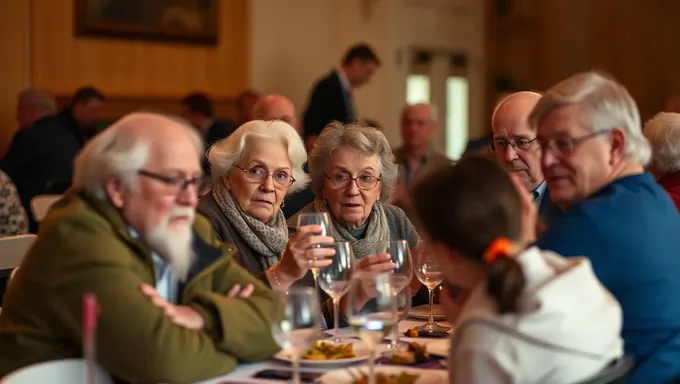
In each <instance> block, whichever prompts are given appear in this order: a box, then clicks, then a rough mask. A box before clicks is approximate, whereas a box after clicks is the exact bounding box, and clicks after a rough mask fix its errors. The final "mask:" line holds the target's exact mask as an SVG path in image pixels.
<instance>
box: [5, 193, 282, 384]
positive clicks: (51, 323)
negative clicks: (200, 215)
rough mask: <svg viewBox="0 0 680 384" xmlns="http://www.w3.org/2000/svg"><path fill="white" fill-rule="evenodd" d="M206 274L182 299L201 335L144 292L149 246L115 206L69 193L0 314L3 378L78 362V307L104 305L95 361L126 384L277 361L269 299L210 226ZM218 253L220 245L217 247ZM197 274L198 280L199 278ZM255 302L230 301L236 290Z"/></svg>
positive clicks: (11, 288) (182, 303)
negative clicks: (119, 211)
mask: <svg viewBox="0 0 680 384" xmlns="http://www.w3.org/2000/svg"><path fill="white" fill-rule="evenodd" d="M194 231H195V235H196V236H195V241H194V246H195V247H194V250H195V251H197V250H196V247H197V246H198V248H201V249H199V250H198V251H197V260H196V262H195V263H194V264H195V265H198V266H199V268H198V269H200V270H195V269H196V268H194V271H193V273H192V272H191V271H190V277H189V281H188V283H187V284H186V285H185V286H184V287H183V289H182V290H181V293H180V300H181V303H182V304H185V305H190V306H192V307H193V308H195V309H196V310H197V311H199V312H200V313H201V314H202V315H203V316H204V318H205V321H206V327H205V329H204V330H203V331H193V330H189V329H185V328H182V327H179V326H176V325H174V324H172V323H171V322H170V320H169V319H168V318H167V317H166V316H165V315H164V314H163V311H162V310H161V309H160V308H157V307H156V306H154V305H153V304H152V303H151V302H150V300H149V299H148V298H147V297H146V296H144V294H142V292H141V291H140V285H141V284H142V283H147V284H150V285H152V286H154V285H155V277H154V266H153V261H152V257H151V252H150V251H149V249H148V248H147V247H146V246H145V245H144V244H143V243H142V242H140V241H138V240H135V239H133V238H132V237H131V236H130V234H129V233H128V231H127V227H126V225H125V223H124V222H123V219H122V217H121V216H120V214H119V213H118V211H117V210H116V209H115V208H114V207H113V206H112V205H110V204H109V203H106V202H102V201H95V200H92V199H89V198H85V197H84V196H82V195H79V194H77V193H75V192H67V194H66V195H65V196H64V198H62V199H61V200H60V201H58V202H57V203H55V205H54V206H53V207H52V208H51V209H50V212H49V214H48V215H47V217H46V218H45V220H44V221H43V222H42V223H41V228H40V233H39V235H38V239H37V240H36V241H35V243H34V245H33V247H32V248H31V249H30V251H29V252H28V254H27V256H26V258H25V259H24V261H23V263H22V264H21V268H20V269H19V270H18V272H17V274H16V276H15V278H14V279H13V280H12V281H11V283H10V284H9V287H8V290H7V293H6V296H5V299H4V306H3V308H2V315H1V316H0V377H2V376H4V375H6V374H7V373H9V372H11V371H13V370H15V369H18V368H21V367H24V366H26V365H29V364H33V363H38V362H42V361H46V360H53V359H61V358H69V357H81V356H82V351H81V342H82V341H81V303H82V298H83V294H85V293H87V292H92V293H94V294H95V295H96V296H97V299H98V301H99V303H100V306H101V314H100V316H99V319H98V329H97V335H96V343H97V352H96V353H97V361H98V362H99V364H101V365H102V367H103V368H104V369H106V370H107V371H108V372H110V373H111V374H112V375H113V376H115V377H117V378H119V379H122V380H123V381H126V382H132V383H137V382H172V383H185V382H193V381H199V380H203V379H206V378H211V377H215V376H218V375H223V374H226V373H228V372H230V371H232V370H233V369H234V368H235V366H236V364H237V363H238V362H241V361H243V362H254V361H260V360H264V359H268V358H270V357H271V356H272V355H273V354H274V353H276V352H277V351H278V349H279V348H278V347H277V346H276V344H275V343H274V341H273V339H272V337H271V331H270V311H271V305H272V293H271V291H270V290H269V288H268V287H267V286H266V285H265V284H264V283H262V282H261V281H260V280H257V279H256V278H254V277H253V276H251V275H250V274H248V273H247V272H246V271H245V270H244V269H243V268H242V267H240V266H239V265H238V264H237V263H236V262H235V261H234V253H235V248H234V247H233V246H231V245H228V244H226V245H225V244H221V243H219V242H218V241H217V240H216V238H215V235H214V232H213V230H212V227H211V225H210V224H209V223H208V221H207V220H206V219H205V218H204V217H202V216H199V215H197V217H196V220H195V223H194ZM216 247H220V248H221V249H219V248H216ZM192 274H193V276H192ZM248 283H250V284H253V285H254V287H255V292H254V293H253V295H252V296H251V297H249V298H228V297H226V296H225V294H226V292H227V291H228V290H229V288H231V287H232V286H233V285H234V284H240V285H241V286H244V285H246V284H248Z"/></svg>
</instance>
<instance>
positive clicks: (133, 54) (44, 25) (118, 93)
mask: <svg viewBox="0 0 680 384" xmlns="http://www.w3.org/2000/svg"><path fill="white" fill-rule="evenodd" d="M30 1H31V5H32V6H33V18H32V23H31V32H32V47H31V48H32V49H31V55H32V58H33V63H32V64H33V65H32V73H31V75H32V78H33V82H34V84H36V85H40V86H44V87H47V88H50V89H52V90H53V91H54V92H56V93H60V94H61V93H70V92H72V91H73V90H74V89H75V88H77V87H79V86H81V85H85V84H91V85H94V86H97V87H100V88H101V89H102V90H104V91H105V92H107V93H112V94H125V95H160V96H172V95H181V94H184V93H186V92H189V91H192V90H199V89H200V90H204V91H206V92H209V93H211V94H212V95H215V96H233V95H236V94H237V93H239V92H240V91H242V90H243V89H246V88H248V87H249V79H250V69H249V68H250V53H249V50H250V48H249V45H250V32H249V31H250V28H249V6H248V0H229V1H220V2H219V8H218V12H219V43H218V45H217V46H201V45H190V44H180V43H166V42H149V41H134V40H120V39H106V38H88V37H78V38H76V37H74V27H73V24H74V19H73V17H74V0H60V1H53V0H30Z"/></svg>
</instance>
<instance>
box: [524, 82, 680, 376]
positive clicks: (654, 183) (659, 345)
mask: <svg viewBox="0 0 680 384" xmlns="http://www.w3.org/2000/svg"><path fill="white" fill-rule="evenodd" d="M529 122H530V125H531V126H532V127H534V129H537V137H538V139H537V141H538V142H539V144H540V146H541V149H542V161H541V166H542V168H543V175H544V176H545V178H546V180H547V182H548V189H549V190H550V196H551V197H552V199H553V201H554V202H555V203H556V204H557V205H558V206H560V208H561V209H562V210H563V211H564V214H563V215H562V217H560V219H559V220H556V221H555V222H554V223H553V224H552V225H551V226H549V227H548V229H547V230H546V231H545V232H543V233H542V234H541V236H540V237H539V238H538V241H537V243H536V245H537V246H538V247H539V248H541V249H545V250H551V251H554V252H557V253H559V254H560V255H563V256H565V257H569V256H579V255H587V256H588V257H589V258H590V260H591V262H592V264H593V269H594V270H595V274H597V277H598V278H599V279H600V281H602V283H603V284H604V286H605V287H607V289H609V290H610V291H611V292H612V294H613V295H614V297H616V299H617V300H618V301H619V303H621V308H622V309H623V330H622V333H621V335H622V337H623V340H624V342H625V350H626V354H628V355H631V356H632V357H634V358H635V360H636V367H635V368H634V370H633V371H632V373H631V376H630V380H629V382H630V383H669V382H671V381H672V380H675V379H677V378H678V377H679V376H680V364H678V361H680V300H678V299H677V292H680V278H678V276H680V257H678V250H679V249H680V236H678V234H679V233H680V214H678V210H677V208H676V207H675V205H674V204H673V201H672V200H671V198H670V197H669V196H668V194H667V193H666V192H665V191H664V190H663V189H662V188H661V187H660V186H659V185H658V184H657V183H656V182H655V180H654V178H653V177H652V176H651V175H650V174H649V173H645V171H644V166H645V165H646V164H647V163H648V162H649V159H650V157H651V149H650V146H649V143H648V142H647V140H646V139H645V137H644V136H643V135H642V124H641V122H640V113H639V112H638V108H637V105H636V104H635V100H633V98H632V97H631V96H630V94H629V93H628V91H627V90H626V88H625V87H623V86H622V85H621V84H618V83H617V82H615V81H614V80H612V79H611V78H609V77H607V76H604V75H602V74H599V73H596V72H586V73H580V74H576V75H574V76H572V77H570V78H568V79H566V80H564V81H562V82H560V83H558V84H557V85H555V86H553V87H552V88H550V89H549V90H548V91H547V92H546V93H545V94H544V95H543V97H542V98H541V99H540V100H539V101H538V104H536V107H535V108H534V110H533V111H532V112H531V115H530V116H529Z"/></svg>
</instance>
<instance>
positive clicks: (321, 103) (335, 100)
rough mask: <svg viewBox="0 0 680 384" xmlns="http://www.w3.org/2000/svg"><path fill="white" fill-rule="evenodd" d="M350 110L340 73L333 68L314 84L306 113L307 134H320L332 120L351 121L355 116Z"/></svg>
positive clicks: (307, 106) (305, 119) (305, 120)
mask: <svg viewBox="0 0 680 384" xmlns="http://www.w3.org/2000/svg"><path fill="white" fill-rule="evenodd" d="M350 102H351V101H350ZM352 109H354V108H352ZM350 112H351V111H350V110H348V108H347V105H346V102H345V95H344V91H343V88H342V84H341V83H340V78H339V77H338V73H337V71H335V70H333V71H331V73H329V74H328V75H326V76H325V77H324V78H322V79H321V80H319V81H318V82H317V83H316V84H315V85H314V88H313V90H312V94H311V96H310V97H309V102H308V104H307V110H306V111H305V115H304V132H305V135H319V134H320V133H321V131H322V130H323V129H324V127H326V125H327V124H328V123H330V122H331V121H335V120H337V121H339V122H341V123H345V124H347V123H351V122H352V121H354V119H355V116H354V114H353V113H350Z"/></svg>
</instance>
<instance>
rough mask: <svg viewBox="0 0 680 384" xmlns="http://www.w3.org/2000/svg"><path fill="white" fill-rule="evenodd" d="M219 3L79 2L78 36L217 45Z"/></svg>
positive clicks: (90, 1)
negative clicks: (97, 36) (150, 40)
mask: <svg viewBox="0 0 680 384" xmlns="http://www.w3.org/2000/svg"><path fill="white" fill-rule="evenodd" d="M218 1H219V0H76V1H75V6H76V9H75V32H76V36H101V37H111V38H132V39H140V40H163V41H170V42H187V43H197V44H217V30H218V20H217V13H218V12H217V6H218V5H217V3H218Z"/></svg>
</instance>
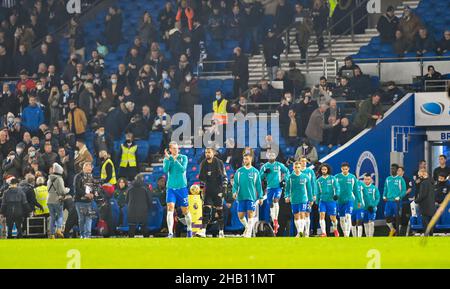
● ● ● ● ● ● ●
■ TASK TO CARRY OUT
Copy the listing word for word, from its first line through the line containing "positive clicks: (11, 288) (182, 303)", both included, and leave out the pictures.

■ RESULT FOR THIS EXERCISE
In each <instance> block, whichever prompts are given appear in this order: a box, then clicks, then a rough mask. A box before clicks is approximate, whereas a box after clicks is the exact bounding box, and clicks after a rough mask fix its errors. The final "mask:" line holds the target's exact mask as an SVG path in image pixels.
<instance>
box: [5, 193, 282, 384]
positive clicks: (51, 323)
negative clicks: (200, 215)
rough mask: <svg viewBox="0 0 680 384" xmlns="http://www.w3.org/2000/svg"><path fill="white" fill-rule="evenodd" d="M206 274L182 299L201 335L144 292L149 246L115 206L69 193L0 314L3 378L78 362V307L104 305L95 361L126 384L277 361L269 299L210 226ZM218 253L220 245L217 247ZM197 274L198 280L199 278ZM255 302L230 301L236 290Z"/></svg>
positive clicks: (11, 288) (182, 303)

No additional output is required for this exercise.